#### [Extracted text]
The next pope, Paul IV, vigorously carried out the council's decrees. In 1559, he had officials draw up a list of books considered dangerous to the Catholic faith. This list was known as the Index of Forbidden Books. Catholic bishops throughout Europe were ordered to gather up the offensive books and burn them in bonfires. In Venice alone, followers burned 10,000 books in one day.
Although the Counter-Reformation was never successful in destroying Protestantism, it was able to stop its spread and bring some back to the Church. The corruption which had come to define the Church in the late medieval period was reduced and the Church took on new roles as the center of learning. Religion became a central theme of the sixteenth and much of the seventeenth century as European states went to war in the name of God and ultimately introduced a new concept; freedom of religion.

#### [Work item]
Translate this sentence from the passage on the Counter-Reformation into Spanish: "This list was known as the Index of Forbidden Books."

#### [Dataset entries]

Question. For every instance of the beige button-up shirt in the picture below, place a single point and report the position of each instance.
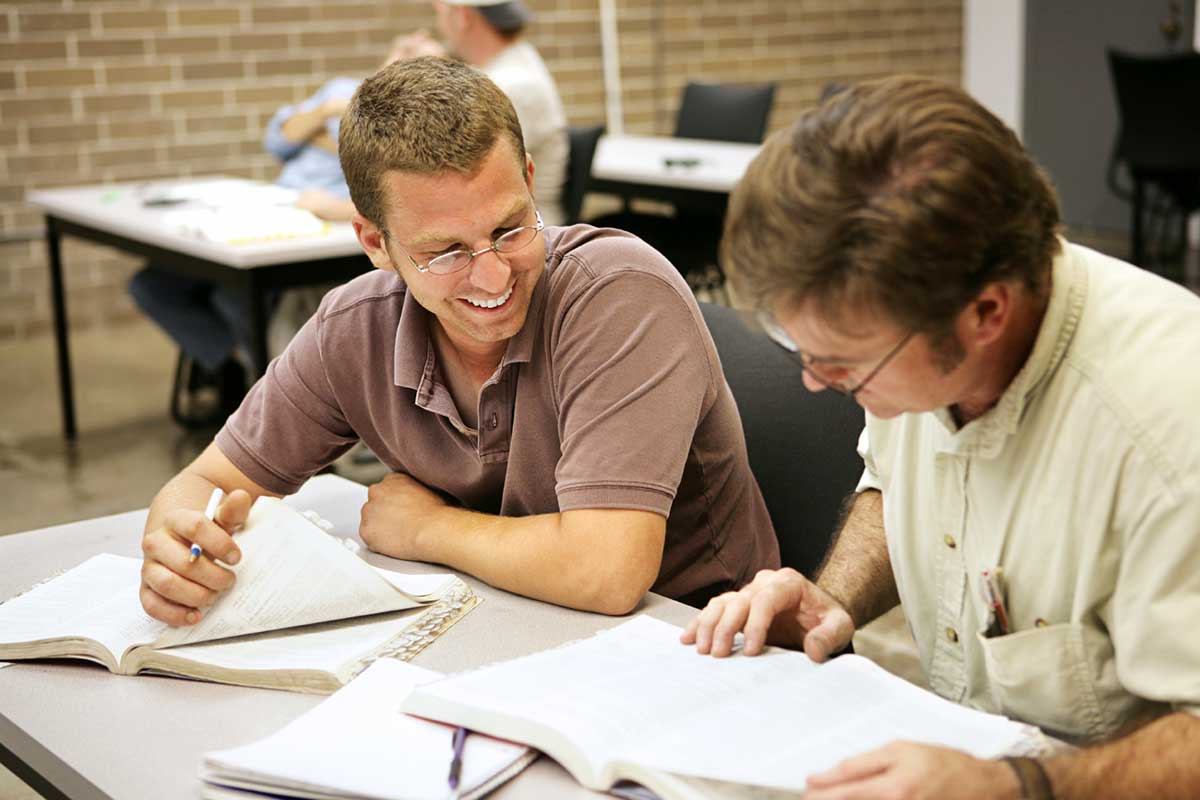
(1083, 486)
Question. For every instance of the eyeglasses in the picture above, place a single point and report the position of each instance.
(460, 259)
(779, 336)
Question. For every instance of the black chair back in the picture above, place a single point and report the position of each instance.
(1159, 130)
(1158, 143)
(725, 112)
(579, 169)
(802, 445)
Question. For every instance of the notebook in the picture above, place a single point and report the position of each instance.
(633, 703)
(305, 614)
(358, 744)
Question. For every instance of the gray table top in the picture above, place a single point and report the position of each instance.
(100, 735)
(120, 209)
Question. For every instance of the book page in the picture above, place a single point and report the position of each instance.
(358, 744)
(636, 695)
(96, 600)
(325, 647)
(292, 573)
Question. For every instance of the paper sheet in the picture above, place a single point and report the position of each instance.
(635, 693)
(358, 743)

#### [Solved exercise]
Esta lista se conocía como el Índice de Libros Prohibidos.